PAGE EXCERPT =
######
Changing the toggle from Off to On lit up the “Open Recall” button in the flyout and let me access the main interface. Here’s where the aforementioned AI components come into play.

(Image credit: Tom's Hardware)

This flow expects to dynamically download components hosted on Microsoft’s servers, however at the time of writing the files have not been published yet, resulting in an error.

(Image credit: Tom's Hardware)

Luckily, as part of releasing Windows 11 version 24H2 to OEMs, Microsoft published the relevant components to partner channels, which many developers have access to, although only in the Arm64 flavor at the moment. Word spread quickly among Recall’s enthusiasts and the models were soon uploaded for everyone to see. 

Strangely, the official OEM package comes with no installer, just some metadata and a good few dozen files sporting cryptic filenames. Making sense of these thankfully wasn’t too daunting and after a bit of file labeling I had the models registered and installed.

(Image credit: Tom's Hardware)

One more reboot, a few minutes of patience to allow the ML models to perform their first time initialization, and I was done. Recall became fully functional.

(Image credit: Tom's Hardware)

Recall’s performance is rather good even on the modest specs of my Samsung Galaxy Book2 Go 5G laptop:

  • Snapdragon 7c+ Gen 3 (4x Cortex-A78 @ 2.40 GHz, 4x Cortex-A55 @ 1.50 GHz
  • 3.4 GB of usable RAM
  • 256 GB SSD

Snapshot creation was instant, the “Screenray” process where snapshots get processed for text and visual content took less than a second, and scrubbing through the timeline was effortless. The only time you notice a dip in performance is when you search across snapshots. Even though the snapshots are already analyzed and their data is stored in a database, it still takes a good ~6 seconds to show you results.
######
GIVEN INFORMATION =
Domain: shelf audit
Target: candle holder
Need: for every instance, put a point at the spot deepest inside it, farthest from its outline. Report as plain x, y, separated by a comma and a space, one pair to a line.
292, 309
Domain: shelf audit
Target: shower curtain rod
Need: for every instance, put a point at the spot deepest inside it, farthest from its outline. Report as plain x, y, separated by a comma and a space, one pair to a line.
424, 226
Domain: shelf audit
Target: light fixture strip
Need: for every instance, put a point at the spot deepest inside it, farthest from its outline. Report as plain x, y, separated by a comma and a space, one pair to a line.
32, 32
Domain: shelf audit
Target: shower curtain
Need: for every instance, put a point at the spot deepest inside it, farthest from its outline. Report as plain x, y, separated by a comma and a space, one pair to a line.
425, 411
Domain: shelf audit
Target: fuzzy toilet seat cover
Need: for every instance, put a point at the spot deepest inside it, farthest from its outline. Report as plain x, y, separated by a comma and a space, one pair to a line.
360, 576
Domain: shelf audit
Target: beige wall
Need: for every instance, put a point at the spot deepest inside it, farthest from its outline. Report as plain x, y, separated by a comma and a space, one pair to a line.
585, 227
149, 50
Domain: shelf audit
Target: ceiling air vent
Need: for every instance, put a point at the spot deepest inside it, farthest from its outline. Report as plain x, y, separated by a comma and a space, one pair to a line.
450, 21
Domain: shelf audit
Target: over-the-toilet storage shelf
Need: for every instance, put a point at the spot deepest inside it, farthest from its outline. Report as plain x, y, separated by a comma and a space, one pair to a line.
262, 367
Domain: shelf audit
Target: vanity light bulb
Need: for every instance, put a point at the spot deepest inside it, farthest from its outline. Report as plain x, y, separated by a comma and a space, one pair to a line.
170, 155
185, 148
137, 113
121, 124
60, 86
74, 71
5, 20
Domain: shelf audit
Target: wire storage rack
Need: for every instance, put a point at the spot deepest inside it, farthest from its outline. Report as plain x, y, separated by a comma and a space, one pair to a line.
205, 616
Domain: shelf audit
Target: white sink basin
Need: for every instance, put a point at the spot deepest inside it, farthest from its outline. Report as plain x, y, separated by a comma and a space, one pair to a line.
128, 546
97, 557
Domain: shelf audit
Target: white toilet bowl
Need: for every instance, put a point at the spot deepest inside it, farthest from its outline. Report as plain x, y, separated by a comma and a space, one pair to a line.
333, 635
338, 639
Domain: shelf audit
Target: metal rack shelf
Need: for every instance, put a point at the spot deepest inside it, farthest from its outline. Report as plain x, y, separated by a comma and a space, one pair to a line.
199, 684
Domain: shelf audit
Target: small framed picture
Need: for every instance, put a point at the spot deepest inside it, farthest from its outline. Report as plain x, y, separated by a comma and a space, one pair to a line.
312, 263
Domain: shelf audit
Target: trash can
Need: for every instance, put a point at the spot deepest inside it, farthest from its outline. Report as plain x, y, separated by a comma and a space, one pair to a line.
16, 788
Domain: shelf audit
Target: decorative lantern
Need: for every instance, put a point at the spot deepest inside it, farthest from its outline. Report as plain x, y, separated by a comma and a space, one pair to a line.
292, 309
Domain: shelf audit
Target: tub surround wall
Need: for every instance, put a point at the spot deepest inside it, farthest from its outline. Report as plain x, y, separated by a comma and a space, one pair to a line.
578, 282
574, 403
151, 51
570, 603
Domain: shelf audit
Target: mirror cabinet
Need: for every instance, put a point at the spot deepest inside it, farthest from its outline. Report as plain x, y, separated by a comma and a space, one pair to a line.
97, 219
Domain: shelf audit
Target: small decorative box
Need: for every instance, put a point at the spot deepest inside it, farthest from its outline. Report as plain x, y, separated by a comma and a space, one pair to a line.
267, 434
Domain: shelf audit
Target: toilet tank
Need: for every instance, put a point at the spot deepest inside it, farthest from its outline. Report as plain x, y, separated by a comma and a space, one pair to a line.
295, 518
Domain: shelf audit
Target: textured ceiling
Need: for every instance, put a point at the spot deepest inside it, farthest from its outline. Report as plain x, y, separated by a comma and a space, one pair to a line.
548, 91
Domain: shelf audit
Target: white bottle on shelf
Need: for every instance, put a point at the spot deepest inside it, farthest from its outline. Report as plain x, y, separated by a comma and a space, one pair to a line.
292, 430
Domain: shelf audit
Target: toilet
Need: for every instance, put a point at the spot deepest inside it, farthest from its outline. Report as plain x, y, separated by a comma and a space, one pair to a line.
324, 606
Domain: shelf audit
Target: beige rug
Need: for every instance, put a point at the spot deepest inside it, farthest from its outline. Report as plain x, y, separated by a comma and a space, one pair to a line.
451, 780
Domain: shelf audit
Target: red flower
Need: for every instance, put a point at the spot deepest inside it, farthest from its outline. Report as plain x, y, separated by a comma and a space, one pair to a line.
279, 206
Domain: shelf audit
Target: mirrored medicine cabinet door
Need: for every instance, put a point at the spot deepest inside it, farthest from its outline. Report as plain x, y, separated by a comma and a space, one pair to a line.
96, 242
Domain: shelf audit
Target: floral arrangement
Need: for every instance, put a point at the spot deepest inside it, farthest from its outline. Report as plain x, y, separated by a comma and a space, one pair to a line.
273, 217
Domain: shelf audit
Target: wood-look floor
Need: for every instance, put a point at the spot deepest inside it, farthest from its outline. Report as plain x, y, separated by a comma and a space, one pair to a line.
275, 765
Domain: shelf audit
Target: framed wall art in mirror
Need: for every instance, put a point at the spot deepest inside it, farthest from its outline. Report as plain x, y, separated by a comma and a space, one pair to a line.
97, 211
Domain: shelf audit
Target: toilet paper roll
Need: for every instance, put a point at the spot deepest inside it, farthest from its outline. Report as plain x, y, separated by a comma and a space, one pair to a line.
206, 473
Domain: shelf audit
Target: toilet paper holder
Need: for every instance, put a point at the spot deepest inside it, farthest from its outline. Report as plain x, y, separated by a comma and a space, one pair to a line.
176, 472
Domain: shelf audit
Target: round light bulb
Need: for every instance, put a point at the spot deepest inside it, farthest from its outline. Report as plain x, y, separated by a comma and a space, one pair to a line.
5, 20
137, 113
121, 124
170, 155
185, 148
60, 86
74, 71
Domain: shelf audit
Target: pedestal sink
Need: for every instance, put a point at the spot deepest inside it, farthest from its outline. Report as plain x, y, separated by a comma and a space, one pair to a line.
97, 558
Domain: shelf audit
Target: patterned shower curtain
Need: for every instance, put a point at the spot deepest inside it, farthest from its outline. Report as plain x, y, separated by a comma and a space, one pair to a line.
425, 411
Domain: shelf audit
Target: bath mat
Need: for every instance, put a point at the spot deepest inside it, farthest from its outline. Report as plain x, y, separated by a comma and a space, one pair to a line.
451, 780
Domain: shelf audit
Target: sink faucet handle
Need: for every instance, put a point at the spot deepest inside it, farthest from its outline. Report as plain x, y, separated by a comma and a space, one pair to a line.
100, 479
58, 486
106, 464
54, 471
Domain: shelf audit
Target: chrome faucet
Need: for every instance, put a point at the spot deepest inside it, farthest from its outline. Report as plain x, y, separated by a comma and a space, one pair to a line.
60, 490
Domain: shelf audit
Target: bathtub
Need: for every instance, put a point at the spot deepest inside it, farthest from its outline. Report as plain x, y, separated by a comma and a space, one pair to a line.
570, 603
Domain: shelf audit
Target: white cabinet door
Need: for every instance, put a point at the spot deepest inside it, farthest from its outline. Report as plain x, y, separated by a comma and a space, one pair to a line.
######
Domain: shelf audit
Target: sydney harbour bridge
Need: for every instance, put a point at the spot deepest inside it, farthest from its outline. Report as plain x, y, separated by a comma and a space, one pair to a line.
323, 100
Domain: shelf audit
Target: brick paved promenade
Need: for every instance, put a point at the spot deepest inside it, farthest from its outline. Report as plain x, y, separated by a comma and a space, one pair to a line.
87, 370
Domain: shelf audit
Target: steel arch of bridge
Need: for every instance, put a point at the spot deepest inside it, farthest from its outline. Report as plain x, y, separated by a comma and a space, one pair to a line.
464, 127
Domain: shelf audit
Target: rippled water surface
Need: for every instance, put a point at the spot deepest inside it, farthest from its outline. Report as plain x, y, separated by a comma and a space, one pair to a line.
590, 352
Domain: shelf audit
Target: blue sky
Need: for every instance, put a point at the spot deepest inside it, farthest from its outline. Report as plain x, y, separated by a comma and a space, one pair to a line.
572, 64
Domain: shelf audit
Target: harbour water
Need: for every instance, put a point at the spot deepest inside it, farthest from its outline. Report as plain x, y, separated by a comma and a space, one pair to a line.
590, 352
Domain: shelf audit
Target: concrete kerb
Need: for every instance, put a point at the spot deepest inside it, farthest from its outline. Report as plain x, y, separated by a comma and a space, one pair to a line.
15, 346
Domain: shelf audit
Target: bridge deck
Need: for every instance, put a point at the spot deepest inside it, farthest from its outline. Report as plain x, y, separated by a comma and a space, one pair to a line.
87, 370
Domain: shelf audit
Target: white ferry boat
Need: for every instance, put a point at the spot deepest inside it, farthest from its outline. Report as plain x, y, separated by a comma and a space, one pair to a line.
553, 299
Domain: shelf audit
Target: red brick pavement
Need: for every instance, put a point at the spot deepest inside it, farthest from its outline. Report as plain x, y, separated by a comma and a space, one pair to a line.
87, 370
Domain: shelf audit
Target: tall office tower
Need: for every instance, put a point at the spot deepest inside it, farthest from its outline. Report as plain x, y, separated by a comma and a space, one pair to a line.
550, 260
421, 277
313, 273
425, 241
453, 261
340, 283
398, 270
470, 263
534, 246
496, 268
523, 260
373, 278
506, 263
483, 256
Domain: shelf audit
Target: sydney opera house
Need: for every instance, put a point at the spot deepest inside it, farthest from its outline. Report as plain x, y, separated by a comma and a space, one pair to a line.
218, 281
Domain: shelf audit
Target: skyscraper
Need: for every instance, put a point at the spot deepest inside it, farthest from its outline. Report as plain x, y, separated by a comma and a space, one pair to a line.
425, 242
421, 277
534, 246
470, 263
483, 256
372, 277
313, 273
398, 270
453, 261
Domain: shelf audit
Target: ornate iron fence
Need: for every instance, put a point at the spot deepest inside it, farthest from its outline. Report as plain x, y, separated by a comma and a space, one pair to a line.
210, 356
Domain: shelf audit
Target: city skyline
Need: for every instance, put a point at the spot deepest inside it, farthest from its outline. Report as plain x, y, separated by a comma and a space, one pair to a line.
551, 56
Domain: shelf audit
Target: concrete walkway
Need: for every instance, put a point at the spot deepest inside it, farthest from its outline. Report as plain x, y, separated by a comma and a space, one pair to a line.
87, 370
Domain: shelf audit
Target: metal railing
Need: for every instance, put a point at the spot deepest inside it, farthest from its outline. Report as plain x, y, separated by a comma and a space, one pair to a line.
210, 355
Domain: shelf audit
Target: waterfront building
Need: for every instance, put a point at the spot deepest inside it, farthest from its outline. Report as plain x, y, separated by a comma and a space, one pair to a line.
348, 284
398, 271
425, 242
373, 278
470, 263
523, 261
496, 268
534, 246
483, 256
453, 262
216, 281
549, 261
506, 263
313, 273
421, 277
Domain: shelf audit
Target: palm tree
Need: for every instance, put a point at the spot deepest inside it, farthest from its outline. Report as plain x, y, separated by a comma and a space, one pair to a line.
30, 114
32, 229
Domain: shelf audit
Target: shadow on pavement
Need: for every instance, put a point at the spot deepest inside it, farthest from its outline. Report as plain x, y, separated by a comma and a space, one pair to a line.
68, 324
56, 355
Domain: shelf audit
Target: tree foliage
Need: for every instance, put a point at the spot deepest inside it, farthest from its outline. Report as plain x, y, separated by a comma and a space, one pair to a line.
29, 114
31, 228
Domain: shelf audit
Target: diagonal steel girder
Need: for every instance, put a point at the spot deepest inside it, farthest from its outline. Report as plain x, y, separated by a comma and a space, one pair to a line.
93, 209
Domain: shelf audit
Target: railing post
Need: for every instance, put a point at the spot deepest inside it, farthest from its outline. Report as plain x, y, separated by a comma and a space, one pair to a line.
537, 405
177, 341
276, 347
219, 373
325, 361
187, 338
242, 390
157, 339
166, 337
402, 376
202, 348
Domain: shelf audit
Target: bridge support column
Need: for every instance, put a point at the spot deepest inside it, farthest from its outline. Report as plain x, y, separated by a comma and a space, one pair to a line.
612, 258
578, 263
######
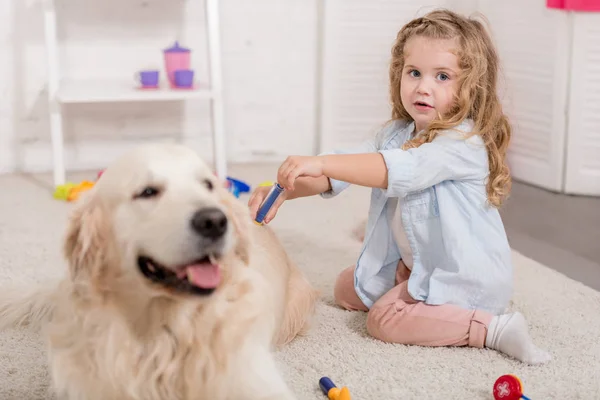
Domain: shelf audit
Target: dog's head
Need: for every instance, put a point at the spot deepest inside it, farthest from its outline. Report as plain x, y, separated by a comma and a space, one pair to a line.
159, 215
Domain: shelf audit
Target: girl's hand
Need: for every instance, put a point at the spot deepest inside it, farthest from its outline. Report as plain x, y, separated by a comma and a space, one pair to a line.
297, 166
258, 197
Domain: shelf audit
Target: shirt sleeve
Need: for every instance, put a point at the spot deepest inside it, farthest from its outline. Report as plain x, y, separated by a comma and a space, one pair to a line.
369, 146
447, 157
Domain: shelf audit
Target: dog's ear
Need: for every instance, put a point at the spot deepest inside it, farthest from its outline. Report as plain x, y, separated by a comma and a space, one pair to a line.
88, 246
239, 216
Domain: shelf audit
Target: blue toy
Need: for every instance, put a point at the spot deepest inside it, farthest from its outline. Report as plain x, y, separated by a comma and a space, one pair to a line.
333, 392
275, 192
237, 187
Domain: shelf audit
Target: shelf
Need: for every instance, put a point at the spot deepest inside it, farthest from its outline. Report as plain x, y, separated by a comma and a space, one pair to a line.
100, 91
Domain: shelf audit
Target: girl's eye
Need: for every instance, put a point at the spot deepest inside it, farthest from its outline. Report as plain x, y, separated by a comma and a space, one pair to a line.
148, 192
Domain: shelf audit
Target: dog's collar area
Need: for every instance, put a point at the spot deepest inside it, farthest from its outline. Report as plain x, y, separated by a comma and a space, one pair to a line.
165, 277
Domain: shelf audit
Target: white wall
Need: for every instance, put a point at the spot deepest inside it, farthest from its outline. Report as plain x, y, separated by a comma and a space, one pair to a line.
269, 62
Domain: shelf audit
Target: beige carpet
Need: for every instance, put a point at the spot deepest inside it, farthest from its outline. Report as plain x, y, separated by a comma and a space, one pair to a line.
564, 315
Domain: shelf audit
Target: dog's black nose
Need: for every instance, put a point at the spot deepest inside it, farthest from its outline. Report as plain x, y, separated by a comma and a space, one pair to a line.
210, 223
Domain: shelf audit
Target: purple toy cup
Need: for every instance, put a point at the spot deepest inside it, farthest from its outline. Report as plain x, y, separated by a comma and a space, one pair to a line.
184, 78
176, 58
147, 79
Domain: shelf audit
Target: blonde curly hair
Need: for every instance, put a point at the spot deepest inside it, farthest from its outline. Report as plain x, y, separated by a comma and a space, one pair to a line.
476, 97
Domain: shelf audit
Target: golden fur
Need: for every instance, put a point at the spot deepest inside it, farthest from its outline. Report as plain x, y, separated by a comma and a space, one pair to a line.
######
WORK REQUEST 1 = According to the Recall article, how long did a search across snapshots take to show results?
WORK REQUEST 2 = Write the next part of the Recall article, picking up right after its final sentence.
The items have nothing to do with the Recall article.

TASK OUTPUT 1 = About 6 seconds.

TASK OUTPUT 2 =
(Image credit: Tom's Hardware)

So, does all this mean that the NPU requirement is a sham? No, of course not. Just because a feature is capable of working without an NPU doesn’t mean it can’t make use of one to better distribute the workload and deliver a more performant and satisfying experience. A dedicated GPU is a good analogy. Sure, you can get by with just an integrated one, but the difference once you go dedicated is definitely noticeable.

One interesting observation is that even current generation Arm64 SoCs come with NPUs – just because you can’t see one in Task Manager doesn’t mean it’s not there. To decide on how to optimally process data, the Recall experience package contains a component called NPUDetect which can tell what generation of NPU happens to be in your PC. While conducting various tests I was able to collect data for these SoCs:

  • Snapdragon 7c+ Gen 3
  • Snapdragon Compute Platform (8cx Gen 3, Windows Dev Kit 2023)
  • Ampere Altra

All of these are detected as NPU Generation 2 SoCs and the AI workload manager succeeds in making use of them. I also ended up inadvertently testing the NPU-less path when working with virtual machines. Out of box, using Recall in an Arm64 VM is not possible. The detection process recognizes the host SoC as one with an NPU, but due to VM isolation, attempting to use it results in Recall’s background processes crashing. By patching the detection process to treat the VM as if there was no NPU I was able to get Recall working in there as well. Performance seems comparable to how bare metal Snapdragon 7c+ Gen 3 performs which is quite decent.

In case you happen to own Arm64 hardware and would like to give Recall a whirl, the tooling I created along the way is now public. You can download it from this GitHub repository. Make sure to follow the guide you see on the landing page so you don’t miss any prerequisites.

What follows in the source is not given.